BEGIN
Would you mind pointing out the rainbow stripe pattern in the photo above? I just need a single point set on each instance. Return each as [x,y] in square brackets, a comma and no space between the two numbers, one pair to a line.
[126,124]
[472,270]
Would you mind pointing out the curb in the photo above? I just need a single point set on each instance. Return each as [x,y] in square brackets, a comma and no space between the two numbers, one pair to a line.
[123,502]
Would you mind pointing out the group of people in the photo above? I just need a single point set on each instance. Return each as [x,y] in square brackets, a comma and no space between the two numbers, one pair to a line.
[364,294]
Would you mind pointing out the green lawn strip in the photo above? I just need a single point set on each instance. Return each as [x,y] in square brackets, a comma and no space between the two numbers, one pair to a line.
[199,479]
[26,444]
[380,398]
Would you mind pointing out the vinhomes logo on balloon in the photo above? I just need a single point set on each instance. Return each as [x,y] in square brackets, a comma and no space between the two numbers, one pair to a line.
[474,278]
END
#### Assignment:
Copy each line, exactly, that falls between the line containing "Would you mind pointing out the vinhomes" and the end of the entries, both included.

#### Result of this task:
Would you mind pointing out the vinhomes logo on balloon in the photo above? I just need a single point set on each instance. Return each as [x,y] in square brackets, a comma and no space between the two numbers, one pair to a line.
[474,278]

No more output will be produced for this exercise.